# [Written problem]
How many lines in the items below contain the word "Locate"? Reply with the number only.
*** Data shown ***
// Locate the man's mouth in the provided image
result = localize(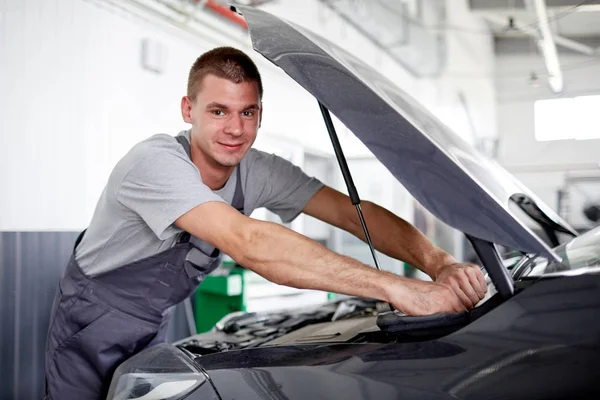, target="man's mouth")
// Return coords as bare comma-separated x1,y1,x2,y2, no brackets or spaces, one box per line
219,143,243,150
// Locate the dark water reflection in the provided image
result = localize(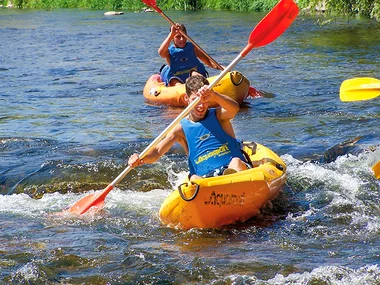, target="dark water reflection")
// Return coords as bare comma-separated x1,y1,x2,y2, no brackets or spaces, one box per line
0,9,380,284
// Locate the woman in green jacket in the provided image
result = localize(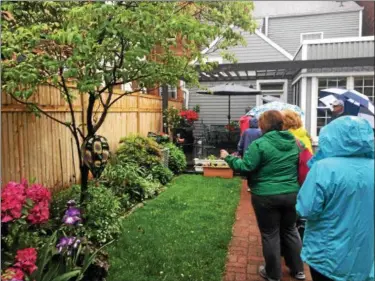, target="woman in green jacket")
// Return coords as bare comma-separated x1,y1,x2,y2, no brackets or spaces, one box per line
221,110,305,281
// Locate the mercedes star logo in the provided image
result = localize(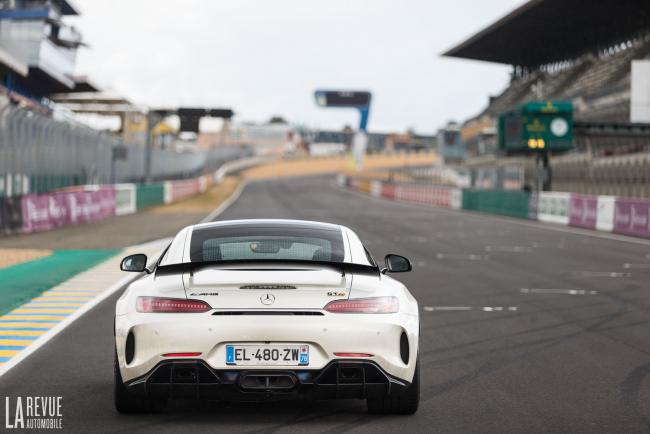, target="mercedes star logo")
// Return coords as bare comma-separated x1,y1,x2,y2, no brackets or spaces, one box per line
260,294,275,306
***
*** Data shown ***
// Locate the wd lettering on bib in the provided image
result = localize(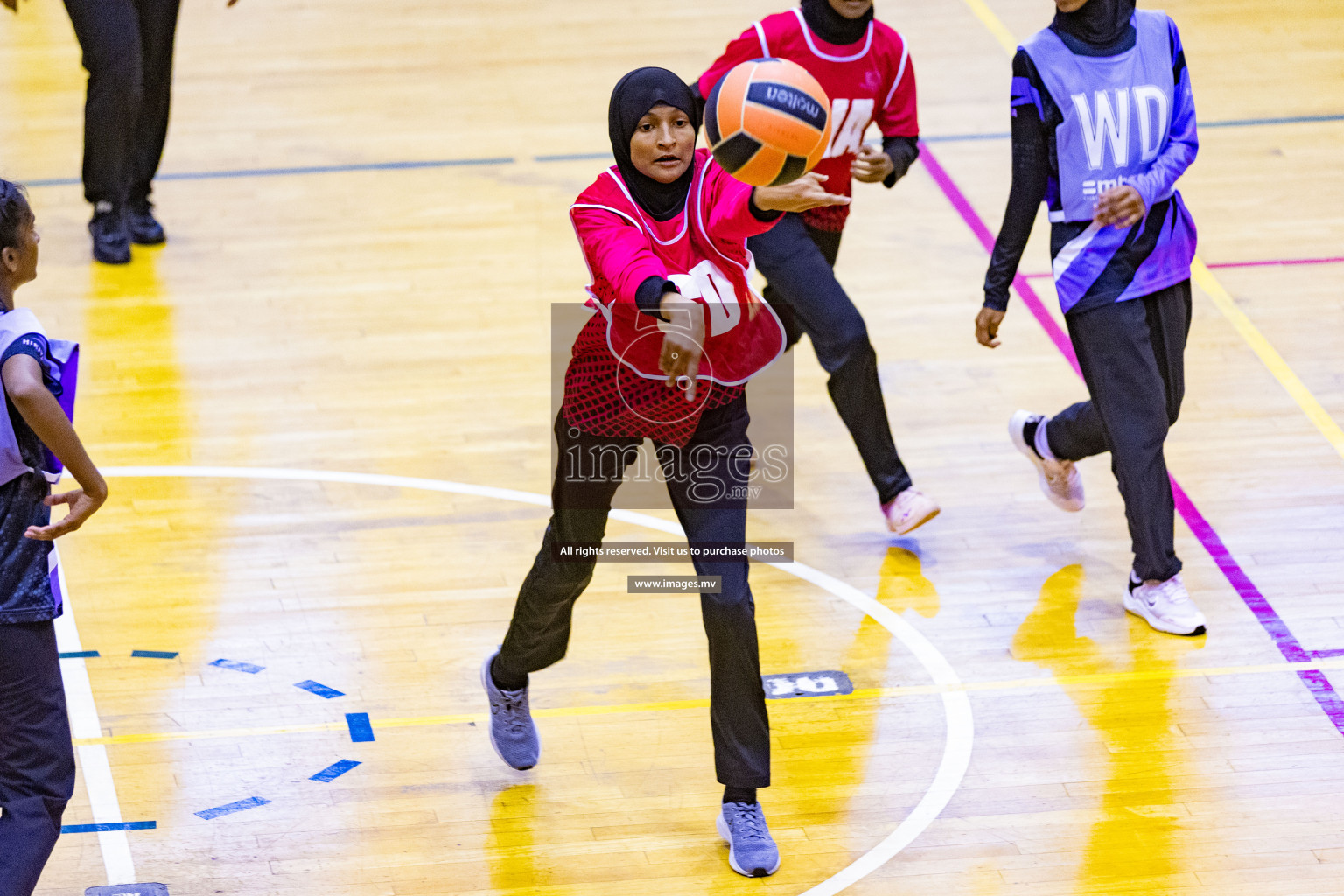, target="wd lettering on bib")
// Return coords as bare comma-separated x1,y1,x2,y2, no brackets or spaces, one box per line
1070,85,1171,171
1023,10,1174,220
***
*** Data shown ***
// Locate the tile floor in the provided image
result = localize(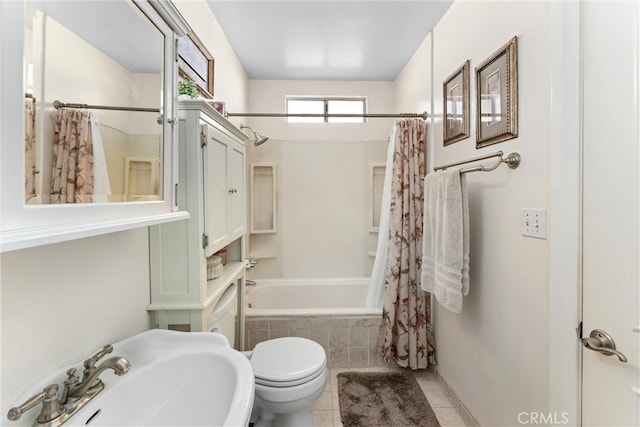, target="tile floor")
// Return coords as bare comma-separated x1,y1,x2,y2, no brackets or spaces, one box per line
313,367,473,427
***
# [Solution for this exercise]
6